> _YOUR OBJECTIVE_:
In the forum discussion below, what does the reply give as an example of a contract that doesn't benefit a man?

> _GIVEN PASSAGE_:
Guys. You can't hold the view that women who won't have sex on the first few dates are NEXT! material and also hold the view that women who do have sex very early are by default not high quality if you ever expect to find a quality woman.

See the logic flaw? Women who screw on the first or 2nd date are low quality, says the forum. Next if you don't get laid on the first or second date, says the forum.

And you guys wonder why you can't find that unicorn. You opine the dearth of high quality girls. They don't exist says the forum.
There is no logic flaw. The forum has never advocated if the woman has sex early she is by default not quality (again, what is quality?). That is the opinion of some posters. The forum mainly advocates be the best man you can be and the woman comes along for the ride. Hold yourself up high through education and experience, don't take any bs from women, and don't value them and don't enter into a contract that doesn't benefit you (i.e marriage) unless you protect yourself, because the law and society is on the woman's side.

There was a whole discussion about this in another thread.


Most here chase low quality girls looking for easy sex rather than having the patience that pursuit of a high quality girl will require. That's fine but then don't turn around and complain that there are no quality girls! You've screened them out already!

Many men on this site are understandably jaded from past experience in marriage for example but the notion that marriage or pairing off in a LTR is never worth it is just as unbalanced a view.

The idea that high quality women do not exist is false.
You have to define what "quality" is before making the point. The word "quality" varies greatly from poster to poster.

The idea that marriage or LTR is always a bad idea is also false.
The forum does not say marriage and LTR is always a bad idea. The forum says PROTECT yourself at all costs in regards to woman. Emotionally, financially, mentally, in every way protect yourself. The forum has told men if they think its a good idea to commit themselves financially and emotionally to one woman in this day and age, where the woman often has the upper hand in case she is not happy or changes her mind or meets someone at the supermarket who gets to her emotions, go for marriage or LTR but protect yourself.

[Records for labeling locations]
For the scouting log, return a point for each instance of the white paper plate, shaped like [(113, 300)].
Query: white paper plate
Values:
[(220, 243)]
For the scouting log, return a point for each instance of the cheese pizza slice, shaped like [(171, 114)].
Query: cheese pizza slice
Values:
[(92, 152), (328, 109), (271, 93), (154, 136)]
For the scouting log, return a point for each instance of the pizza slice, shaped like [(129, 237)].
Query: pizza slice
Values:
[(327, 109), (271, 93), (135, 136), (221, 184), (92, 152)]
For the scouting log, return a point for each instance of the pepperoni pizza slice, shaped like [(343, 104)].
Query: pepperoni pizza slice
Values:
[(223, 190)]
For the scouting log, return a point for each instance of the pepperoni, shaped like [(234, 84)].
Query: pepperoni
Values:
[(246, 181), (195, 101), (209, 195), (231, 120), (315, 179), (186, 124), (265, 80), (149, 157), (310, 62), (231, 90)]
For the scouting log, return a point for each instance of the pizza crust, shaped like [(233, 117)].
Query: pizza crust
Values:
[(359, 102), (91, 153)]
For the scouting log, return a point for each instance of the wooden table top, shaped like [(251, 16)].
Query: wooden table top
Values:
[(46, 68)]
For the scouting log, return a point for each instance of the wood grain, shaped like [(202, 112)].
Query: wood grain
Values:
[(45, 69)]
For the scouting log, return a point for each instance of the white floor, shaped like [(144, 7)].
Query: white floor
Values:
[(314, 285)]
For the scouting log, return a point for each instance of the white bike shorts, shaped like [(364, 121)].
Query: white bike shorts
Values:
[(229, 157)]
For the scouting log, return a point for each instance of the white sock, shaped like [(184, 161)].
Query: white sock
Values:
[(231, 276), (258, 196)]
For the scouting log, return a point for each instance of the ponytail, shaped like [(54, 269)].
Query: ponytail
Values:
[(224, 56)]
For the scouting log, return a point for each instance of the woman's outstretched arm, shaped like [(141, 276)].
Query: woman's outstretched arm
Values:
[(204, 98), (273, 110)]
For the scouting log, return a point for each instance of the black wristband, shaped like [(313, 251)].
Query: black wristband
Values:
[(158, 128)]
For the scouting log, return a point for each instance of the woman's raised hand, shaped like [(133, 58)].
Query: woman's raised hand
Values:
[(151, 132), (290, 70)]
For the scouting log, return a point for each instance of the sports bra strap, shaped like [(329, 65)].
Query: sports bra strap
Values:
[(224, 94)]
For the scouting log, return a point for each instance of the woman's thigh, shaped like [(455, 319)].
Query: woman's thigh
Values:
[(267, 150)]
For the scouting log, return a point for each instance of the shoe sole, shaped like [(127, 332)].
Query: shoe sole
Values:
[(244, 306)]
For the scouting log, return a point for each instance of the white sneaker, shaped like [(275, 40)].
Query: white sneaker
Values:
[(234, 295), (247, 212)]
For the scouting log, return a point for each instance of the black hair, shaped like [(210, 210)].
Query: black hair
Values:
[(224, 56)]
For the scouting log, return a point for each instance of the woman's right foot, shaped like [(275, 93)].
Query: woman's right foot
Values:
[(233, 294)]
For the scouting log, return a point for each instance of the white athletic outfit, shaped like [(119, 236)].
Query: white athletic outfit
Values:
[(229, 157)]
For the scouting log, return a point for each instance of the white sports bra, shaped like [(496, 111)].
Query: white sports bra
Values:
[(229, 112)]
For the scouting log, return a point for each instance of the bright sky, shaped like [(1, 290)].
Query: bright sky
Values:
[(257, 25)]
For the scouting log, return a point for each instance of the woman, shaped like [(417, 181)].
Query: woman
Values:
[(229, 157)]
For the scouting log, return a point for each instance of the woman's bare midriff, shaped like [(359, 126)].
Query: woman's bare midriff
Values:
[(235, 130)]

> _RESULT_:
Marriage.